→ TEXTO EXTRAÍDO:

/---

Pronunciados e condenados pelo crime de homicídio qualificado por motivo torpe e recurso que dificultou a defesa da vítima os dois réus apelaram. Ocorre que no acórdão, o Tribunal local deu provimento à irresignação de Cleiton, cassando o veredito condenatório por considerá-lo manifestamente contrário às provas dos autos, enquanto a condenação de Janaína foi mantida, uma vez que o Tribunal local entendeu haver elementos probatórios suficientes para evidenciar a autoria intelectual do crime.
Inconformada, Janaína interpôs sucessivos recursos nos quais alega a violação do art. 593, III, “d”, do CPP e a ausência de provas da autoria delitiva. Sustentou ainda que o autor do homicídio teria sido seu companheiro Tadeu, porém, não teve o seu recurso especial admitido na origem com base na súmula 07 do STJ.
CF/88:
Art. 5º Todos são iguais perante a lei, sem distinção de qualquer natureza, garantindo-se aos brasileiros e aos estrangeiros residentes no País a inviolabilidade do direito à vida, à liberdade, à igualdade, à segurança e à propriedade, nos termos seguintes:
XXXVIII – é reconhecida a instituição do júri, com a organização que lhe der a lei, assegurados:
a) a plenitude de defesa;
c) a soberania dos veredictos;
Art. 93. Lei complementar, de iniciativa do Supremo Tribunal Federal, disporá sobre o Estatuto da Magistratura, observados os seguintes princípios:
IX todos os julgamentos dos órgãos do Poder Judiciário serão públicos, e fundamentadas todas as decisões, sob pena de nulidade, podendo a lei limitar a presença, em determinados atos, às próprias partes e a seus advogados, ou somente a estes, em casos nos quais a preservação do direito à intimidade do interessado no sigilo não prejudique o interesse público à informação;
CPP:
Art. 381. A sentença conterá:
III – a indicação dos motivos de fato e de direito em que se fundar a decisão.

\---

→ DADOS FORNECIDOS:

/---

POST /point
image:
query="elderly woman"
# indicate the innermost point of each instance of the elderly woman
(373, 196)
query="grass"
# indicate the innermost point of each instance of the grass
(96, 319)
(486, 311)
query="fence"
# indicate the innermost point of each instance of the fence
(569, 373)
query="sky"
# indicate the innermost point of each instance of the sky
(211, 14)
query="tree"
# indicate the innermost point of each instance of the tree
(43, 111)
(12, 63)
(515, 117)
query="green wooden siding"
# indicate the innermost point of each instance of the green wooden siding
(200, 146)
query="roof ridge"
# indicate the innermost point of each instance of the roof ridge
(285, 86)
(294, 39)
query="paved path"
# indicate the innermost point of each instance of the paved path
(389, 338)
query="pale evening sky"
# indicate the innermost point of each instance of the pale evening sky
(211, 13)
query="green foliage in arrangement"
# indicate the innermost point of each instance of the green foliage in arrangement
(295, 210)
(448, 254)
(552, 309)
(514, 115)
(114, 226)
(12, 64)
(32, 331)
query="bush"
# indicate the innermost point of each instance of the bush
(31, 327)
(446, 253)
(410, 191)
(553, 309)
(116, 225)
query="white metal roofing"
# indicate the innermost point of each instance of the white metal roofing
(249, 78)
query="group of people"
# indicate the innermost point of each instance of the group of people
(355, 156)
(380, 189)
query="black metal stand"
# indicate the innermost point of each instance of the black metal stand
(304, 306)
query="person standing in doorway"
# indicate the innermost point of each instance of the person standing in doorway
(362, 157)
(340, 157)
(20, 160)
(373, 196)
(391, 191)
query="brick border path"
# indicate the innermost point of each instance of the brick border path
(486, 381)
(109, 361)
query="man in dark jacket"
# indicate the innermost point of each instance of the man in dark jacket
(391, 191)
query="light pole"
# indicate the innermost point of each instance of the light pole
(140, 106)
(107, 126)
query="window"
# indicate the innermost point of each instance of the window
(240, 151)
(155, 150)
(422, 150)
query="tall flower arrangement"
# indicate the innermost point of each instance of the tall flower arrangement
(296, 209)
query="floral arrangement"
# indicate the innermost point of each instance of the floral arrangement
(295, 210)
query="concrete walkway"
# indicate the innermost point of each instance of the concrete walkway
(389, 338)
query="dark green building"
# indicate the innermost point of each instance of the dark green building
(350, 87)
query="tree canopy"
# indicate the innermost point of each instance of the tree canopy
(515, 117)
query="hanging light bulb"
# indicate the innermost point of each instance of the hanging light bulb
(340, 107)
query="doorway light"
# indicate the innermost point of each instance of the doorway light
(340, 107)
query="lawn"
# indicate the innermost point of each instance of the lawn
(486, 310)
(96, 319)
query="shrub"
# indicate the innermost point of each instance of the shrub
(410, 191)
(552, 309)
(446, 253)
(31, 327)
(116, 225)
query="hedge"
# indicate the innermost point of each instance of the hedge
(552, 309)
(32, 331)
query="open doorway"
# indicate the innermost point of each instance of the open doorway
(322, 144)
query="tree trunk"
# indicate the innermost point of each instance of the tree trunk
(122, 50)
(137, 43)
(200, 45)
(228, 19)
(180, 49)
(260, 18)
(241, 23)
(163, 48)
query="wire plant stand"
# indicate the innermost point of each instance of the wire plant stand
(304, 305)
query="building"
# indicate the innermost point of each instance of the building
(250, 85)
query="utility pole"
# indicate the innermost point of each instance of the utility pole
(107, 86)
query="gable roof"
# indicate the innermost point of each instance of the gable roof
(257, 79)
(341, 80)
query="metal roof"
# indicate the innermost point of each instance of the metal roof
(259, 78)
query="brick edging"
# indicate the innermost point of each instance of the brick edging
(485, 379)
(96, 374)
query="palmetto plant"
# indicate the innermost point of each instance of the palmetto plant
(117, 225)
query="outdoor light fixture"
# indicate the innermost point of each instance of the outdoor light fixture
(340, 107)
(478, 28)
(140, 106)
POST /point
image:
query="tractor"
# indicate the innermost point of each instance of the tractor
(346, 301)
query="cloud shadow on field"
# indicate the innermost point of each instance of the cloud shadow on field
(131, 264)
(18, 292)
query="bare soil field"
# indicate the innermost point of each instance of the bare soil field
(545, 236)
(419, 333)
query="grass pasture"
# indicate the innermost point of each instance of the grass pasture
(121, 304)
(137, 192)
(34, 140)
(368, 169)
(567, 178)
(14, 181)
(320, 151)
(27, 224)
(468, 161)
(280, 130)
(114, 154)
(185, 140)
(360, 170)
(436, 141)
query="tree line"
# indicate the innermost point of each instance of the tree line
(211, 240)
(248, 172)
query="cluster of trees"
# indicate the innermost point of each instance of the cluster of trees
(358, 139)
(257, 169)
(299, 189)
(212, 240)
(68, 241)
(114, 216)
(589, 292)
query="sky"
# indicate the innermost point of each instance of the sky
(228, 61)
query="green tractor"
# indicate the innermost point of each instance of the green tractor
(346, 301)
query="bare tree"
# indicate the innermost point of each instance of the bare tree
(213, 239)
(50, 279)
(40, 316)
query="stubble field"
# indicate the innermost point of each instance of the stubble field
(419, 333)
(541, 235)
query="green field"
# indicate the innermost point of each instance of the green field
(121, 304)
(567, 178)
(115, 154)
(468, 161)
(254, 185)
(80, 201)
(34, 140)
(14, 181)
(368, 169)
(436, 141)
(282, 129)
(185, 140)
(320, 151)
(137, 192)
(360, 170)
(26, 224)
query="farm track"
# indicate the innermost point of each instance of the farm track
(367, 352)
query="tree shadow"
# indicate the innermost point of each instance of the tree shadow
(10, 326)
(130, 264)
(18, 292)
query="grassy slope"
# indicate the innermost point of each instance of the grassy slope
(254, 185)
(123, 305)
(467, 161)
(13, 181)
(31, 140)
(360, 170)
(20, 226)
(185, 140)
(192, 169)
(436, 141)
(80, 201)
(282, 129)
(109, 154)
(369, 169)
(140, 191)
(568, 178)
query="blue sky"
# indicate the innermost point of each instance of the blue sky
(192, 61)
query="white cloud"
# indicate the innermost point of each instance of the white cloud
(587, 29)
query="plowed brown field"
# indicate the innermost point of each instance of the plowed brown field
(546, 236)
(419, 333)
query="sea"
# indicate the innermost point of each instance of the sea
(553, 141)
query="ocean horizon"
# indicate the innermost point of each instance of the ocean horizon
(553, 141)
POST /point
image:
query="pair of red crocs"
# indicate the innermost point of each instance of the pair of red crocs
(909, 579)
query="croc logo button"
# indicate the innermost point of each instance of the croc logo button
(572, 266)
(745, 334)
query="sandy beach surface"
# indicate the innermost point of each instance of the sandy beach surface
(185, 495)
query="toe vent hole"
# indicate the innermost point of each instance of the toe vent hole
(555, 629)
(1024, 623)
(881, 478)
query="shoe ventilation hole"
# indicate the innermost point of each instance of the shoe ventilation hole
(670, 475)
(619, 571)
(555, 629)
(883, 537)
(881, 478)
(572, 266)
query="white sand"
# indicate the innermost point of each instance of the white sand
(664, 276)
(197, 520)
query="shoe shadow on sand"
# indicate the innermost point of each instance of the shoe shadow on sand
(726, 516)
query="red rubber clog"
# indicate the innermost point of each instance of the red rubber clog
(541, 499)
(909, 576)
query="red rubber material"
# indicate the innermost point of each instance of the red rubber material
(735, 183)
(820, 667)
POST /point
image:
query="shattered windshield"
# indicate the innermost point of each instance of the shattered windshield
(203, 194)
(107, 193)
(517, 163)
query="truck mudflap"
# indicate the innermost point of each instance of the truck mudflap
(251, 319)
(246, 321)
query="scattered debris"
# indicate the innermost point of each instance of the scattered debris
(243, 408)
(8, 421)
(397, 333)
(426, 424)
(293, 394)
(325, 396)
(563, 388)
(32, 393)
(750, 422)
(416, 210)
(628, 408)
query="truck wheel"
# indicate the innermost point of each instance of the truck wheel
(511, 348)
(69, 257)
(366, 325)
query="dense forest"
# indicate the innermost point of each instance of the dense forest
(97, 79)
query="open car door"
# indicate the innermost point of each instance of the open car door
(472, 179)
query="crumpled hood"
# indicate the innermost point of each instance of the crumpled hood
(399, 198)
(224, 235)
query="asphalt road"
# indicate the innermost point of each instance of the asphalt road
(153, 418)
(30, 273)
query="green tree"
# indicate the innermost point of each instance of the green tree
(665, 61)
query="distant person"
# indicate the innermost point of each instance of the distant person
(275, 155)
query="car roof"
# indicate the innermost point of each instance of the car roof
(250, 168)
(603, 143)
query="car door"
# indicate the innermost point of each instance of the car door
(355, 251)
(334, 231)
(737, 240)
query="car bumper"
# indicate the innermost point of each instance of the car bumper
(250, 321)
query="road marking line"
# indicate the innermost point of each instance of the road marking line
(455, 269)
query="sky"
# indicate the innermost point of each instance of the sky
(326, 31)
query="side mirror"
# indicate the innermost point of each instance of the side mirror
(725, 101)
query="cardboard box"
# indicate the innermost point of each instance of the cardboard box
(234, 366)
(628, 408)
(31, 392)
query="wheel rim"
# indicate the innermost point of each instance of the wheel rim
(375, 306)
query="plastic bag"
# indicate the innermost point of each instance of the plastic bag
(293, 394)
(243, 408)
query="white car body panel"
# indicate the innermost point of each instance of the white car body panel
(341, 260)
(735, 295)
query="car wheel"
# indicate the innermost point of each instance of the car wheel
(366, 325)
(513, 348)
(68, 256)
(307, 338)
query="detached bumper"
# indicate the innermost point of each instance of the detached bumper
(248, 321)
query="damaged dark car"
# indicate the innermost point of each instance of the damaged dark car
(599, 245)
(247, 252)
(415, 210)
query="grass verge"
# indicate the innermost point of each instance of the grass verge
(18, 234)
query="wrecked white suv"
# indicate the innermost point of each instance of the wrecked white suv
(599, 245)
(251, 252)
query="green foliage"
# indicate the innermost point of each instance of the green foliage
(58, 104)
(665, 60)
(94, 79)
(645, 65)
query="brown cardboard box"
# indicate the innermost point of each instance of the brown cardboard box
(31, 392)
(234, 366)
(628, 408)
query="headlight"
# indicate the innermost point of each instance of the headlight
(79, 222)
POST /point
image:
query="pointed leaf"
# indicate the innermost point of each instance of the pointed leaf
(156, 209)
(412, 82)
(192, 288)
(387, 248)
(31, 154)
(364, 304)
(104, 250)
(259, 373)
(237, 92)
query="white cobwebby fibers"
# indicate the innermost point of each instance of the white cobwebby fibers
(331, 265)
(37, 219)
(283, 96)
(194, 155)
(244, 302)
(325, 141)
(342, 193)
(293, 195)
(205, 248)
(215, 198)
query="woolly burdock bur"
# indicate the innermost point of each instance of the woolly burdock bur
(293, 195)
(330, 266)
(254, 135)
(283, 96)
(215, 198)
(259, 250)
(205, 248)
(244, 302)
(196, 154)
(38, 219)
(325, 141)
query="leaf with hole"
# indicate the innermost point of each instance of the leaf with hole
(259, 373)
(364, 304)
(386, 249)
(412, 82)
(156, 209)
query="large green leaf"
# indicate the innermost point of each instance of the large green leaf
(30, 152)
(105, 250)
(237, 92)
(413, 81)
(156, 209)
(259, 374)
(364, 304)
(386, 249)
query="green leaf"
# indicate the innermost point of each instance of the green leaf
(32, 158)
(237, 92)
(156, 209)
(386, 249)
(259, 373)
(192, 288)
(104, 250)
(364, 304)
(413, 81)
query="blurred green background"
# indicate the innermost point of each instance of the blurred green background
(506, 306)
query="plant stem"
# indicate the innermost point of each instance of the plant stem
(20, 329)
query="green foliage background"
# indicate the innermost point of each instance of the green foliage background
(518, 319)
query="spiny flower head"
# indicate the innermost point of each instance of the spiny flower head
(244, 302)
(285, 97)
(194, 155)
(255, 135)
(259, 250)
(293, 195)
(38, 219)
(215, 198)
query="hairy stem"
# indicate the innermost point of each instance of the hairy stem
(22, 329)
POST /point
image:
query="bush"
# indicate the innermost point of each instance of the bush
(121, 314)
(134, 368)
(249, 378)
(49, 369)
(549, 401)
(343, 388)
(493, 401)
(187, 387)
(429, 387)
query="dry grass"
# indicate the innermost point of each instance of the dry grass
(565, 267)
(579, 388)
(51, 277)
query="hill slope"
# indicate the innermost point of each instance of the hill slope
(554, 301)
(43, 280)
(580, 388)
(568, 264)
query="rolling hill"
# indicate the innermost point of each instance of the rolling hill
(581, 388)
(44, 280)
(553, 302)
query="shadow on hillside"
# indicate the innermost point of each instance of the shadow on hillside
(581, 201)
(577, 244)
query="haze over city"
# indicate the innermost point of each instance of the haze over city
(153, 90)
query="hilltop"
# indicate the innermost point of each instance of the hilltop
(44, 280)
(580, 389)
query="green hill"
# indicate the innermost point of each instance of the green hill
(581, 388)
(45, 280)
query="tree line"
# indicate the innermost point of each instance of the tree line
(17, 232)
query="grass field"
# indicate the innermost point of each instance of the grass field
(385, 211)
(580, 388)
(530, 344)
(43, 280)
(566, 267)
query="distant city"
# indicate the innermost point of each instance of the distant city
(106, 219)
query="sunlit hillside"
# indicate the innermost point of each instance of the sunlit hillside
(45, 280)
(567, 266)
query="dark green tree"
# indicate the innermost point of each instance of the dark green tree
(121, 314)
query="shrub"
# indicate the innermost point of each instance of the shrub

\---

→ ENUNCIADO 1: Transcreva do texto extraído o trecho que começa nas palavras "Inconformada, Janaína interpôs" e termina depois de "súmula 07 do STJ.".
→ ENUNCIADO 2: Mostre cada linha dos registros em que aparece a palavra "dense", levando em conta a diferença entre maiúsculas e minúsculas.

→ RESPOSTA 1:
Inconformada, Janaína interpôs sucessivos recursos nos quais alega a violação do art. 593, III, “d”, do CPP e a ausência de provas da autoria delitiva. Sustentou ainda que o autor do homicídio teria sido seu companheiro Tadeu, porém, não teve o seu recurso especial admitido na origem com base na súmula 07 do STJ.

→ RESPOSTA 2:
query="dense forest"
# indicate the innermost point of each instance of the dense forest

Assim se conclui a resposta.